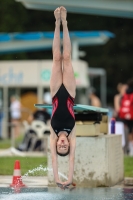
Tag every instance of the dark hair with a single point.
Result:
(63, 154)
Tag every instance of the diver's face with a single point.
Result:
(62, 145)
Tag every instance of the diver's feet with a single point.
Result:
(63, 12)
(57, 15)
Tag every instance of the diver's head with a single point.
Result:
(63, 145)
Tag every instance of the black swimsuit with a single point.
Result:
(63, 118)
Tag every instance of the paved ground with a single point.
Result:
(32, 181)
(37, 181)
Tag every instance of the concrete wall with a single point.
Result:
(98, 162)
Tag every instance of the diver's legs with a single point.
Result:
(68, 74)
(56, 75)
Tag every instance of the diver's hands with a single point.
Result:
(59, 184)
(66, 184)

*EXERCISE:*
In the listing above, show every line with the word "diver".

*RESULT FOR THIS EXERCISE:*
Tag every instance of the diver's face with a single point.
Tag every instance of the diver's feet with a single point.
Tag every instance of the diver's head with a single point.
Tag every instance of the diver's legs with a single point.
Tag every instance of the diver's hands with a single point.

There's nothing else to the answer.